(Document excerpt begins)
Case Study: Measuring hard to track channels

Most marketers face the same challenge: proving the effectiveness of campaigns that don’t fit neatly into attribution models.

OOH. Radio. Local sponsorships. Grassroots activations. All valuable, all hard to measure.

Marketing mix models (MMM) can help, but they require years of historical data that small and mid-sized brands often don’t have. Third-party tools exist, but they’re expensive and often only measure in silos. None of them capture the cumulative impact of a brand’s marketing — especially in competitive markets where your efforts don’t exist in isolation.

That’s where Share of Search (SOS) comes in.

What is Share of Search?

Effectiveness researcher Les Binet has shown that SOS is a credible predictor of market share. It measures the proportion of searches for your brand compared to all category searches over time.

The value of this approach is that it accounts for both sides of the equation:

  • The positive lift from your marketing

  • The negative drag from your competitors’ marketing

Unlike many other metrics, SOS gives you a net view of how your brand is performing in-market relative to the competition.

The Challenge: A Local Hospital vs. a National Competitor

We put this into practice with a regional hospital client facing a unique situation.

  • They had one primary competitor — a national healthcare brand preparing to launch a major campaign in the same market.

  • As a local institution, our client wasn’t just another business. They were part of the community, with a mission tied directly to local health and well-being.

  • Their competitor, on the other hand, was largely motivated by adding to a national company’s bottom line.

The question: how could we prove the hospital’s marketing efforts were protecting and growing their share of attention before the national competitor’s campaign hit?

The Approach: Measuring Share of Search

The hospital’s campaign spanned OOH, radio, social, and activations like household door hangers and DJ giveaways.

Individually, each channel had its own metrics. But what mattered most was the combined effect. To measure that, we tracked Share of Search across branded terms.

The results were clear:

  • +6 percentage points sustained SOS growth

  • +20% year-over-year growth in branded search volume

  • Meanwhile, the competitor’s branded search terms declined 12% YoY during the same period

Why This Matters

For this hospital, SOS provided more than just a metric. It proved that their marketing was driving real competitive impact: not only growing their own visibility, but counteracting the activity of a larger, better-funded rival.

It also reinforced the brand’s position as the trusted, community-centered choice in the market. The data backed up the story they already knew to be true: when given a choice, people preferred the hospital that was truly part of their community.

The Limitations

No metric is perfect, and SOS is no exception.

  • PR events or news can cause short-term distortions

  • It takes time to connect SOS growth to revenue impact

  • B2B/B2C overlap can complicate categories

But as a zero-cost, research-backed method, it remains one of the most practical ways to measure the net effectiveness of campaigns across messy, non-digital channels.

Final Takeaway

For brands that need to prove impact but lack the budget or data for complex measurement systems, Share of Search is a powerful alternative. It’s not a silver bullet, but it’s the clearest, most accessible way to track whether your marketing is truly moving the needle in a competitive market.
(Document excerpt ends)
(Supplied information begins)
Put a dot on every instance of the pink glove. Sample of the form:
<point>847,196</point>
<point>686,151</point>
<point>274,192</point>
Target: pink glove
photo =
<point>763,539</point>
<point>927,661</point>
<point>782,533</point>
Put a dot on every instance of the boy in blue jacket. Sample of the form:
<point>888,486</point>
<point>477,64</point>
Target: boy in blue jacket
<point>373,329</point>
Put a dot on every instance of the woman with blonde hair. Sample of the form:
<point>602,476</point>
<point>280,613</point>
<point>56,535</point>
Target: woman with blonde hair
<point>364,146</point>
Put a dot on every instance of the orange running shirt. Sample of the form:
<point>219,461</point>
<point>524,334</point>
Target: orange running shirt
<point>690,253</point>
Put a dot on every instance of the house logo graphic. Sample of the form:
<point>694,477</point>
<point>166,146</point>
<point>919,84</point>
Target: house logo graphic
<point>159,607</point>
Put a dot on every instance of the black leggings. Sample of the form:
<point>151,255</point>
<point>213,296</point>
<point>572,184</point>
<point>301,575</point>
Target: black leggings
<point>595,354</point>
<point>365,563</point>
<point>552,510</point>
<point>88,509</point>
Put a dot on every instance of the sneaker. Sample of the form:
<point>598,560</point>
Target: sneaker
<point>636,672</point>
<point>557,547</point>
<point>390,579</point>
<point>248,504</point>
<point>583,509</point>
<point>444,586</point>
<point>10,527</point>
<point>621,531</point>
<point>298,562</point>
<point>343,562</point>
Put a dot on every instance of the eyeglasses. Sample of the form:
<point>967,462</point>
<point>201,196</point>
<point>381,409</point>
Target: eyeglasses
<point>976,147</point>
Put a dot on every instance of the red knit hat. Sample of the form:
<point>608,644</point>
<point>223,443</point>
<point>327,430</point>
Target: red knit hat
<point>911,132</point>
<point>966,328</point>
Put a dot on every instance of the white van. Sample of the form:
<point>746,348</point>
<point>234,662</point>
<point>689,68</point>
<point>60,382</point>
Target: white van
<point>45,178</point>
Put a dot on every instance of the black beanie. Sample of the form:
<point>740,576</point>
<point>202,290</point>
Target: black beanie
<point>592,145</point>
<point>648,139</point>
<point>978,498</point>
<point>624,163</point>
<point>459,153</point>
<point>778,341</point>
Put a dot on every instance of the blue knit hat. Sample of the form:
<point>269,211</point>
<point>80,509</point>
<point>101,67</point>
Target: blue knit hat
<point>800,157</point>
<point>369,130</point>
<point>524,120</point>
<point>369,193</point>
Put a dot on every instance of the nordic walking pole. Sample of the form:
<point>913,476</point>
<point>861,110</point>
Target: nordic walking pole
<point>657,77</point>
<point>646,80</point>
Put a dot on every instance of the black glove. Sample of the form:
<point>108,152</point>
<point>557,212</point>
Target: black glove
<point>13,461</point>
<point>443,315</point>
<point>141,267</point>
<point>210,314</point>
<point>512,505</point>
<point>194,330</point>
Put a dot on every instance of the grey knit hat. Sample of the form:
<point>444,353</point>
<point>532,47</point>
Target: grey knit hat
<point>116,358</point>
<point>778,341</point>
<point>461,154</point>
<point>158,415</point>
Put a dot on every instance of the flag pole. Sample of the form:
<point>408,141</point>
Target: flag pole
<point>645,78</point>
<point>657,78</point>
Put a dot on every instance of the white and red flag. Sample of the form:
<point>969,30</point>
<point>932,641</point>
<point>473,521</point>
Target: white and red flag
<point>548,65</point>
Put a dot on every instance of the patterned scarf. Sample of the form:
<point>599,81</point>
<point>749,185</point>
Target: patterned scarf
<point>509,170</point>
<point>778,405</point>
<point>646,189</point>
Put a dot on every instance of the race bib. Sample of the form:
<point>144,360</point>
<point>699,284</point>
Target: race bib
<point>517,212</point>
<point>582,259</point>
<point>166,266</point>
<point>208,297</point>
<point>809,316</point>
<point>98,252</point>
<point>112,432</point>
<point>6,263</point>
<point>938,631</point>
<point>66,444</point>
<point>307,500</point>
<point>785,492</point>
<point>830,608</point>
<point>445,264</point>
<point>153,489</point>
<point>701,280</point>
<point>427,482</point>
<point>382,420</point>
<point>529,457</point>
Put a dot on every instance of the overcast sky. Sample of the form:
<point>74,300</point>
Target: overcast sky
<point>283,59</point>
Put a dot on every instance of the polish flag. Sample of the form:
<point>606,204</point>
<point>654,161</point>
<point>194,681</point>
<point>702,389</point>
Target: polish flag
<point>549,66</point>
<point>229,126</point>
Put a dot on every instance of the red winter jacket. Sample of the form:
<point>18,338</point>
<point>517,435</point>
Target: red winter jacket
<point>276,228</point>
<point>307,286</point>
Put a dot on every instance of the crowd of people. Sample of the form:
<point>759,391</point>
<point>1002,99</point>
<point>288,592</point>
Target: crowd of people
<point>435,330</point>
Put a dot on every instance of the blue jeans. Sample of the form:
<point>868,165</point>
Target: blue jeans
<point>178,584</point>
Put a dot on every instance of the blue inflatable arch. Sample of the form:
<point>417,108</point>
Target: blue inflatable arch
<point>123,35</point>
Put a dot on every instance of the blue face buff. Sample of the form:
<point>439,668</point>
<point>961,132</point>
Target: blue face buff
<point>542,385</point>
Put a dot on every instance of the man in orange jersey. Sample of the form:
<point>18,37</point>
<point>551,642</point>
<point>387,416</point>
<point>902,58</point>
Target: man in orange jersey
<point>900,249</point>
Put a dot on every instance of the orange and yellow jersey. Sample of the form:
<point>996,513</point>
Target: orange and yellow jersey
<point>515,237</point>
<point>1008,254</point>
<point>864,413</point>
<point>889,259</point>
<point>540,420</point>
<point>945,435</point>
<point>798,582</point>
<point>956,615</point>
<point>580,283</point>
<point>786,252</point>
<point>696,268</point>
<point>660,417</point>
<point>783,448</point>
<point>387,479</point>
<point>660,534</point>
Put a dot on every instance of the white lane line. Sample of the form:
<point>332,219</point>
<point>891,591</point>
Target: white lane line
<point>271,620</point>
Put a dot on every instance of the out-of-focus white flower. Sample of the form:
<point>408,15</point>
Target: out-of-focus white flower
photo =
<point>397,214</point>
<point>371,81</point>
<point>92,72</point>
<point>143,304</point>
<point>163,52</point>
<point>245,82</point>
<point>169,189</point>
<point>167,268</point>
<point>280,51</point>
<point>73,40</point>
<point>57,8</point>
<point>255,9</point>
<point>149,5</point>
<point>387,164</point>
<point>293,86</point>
(Supplied information ends)
**Task goal**
Edit the case study's text starting at "Why This Matters" and ending at "larger, better-funded rival." so that "competitor" takes the place of "rival", and give that stretch in full. The data excerpts are separate material and have no connection to the case study.

**Result of this task**
Why This Matters

For this hospital, SOS provided more than just a metric. It proved that their marketing was driving real competitive impact: not only growing their own visibility, but counteracting the activity of a larger, better-funded competitor.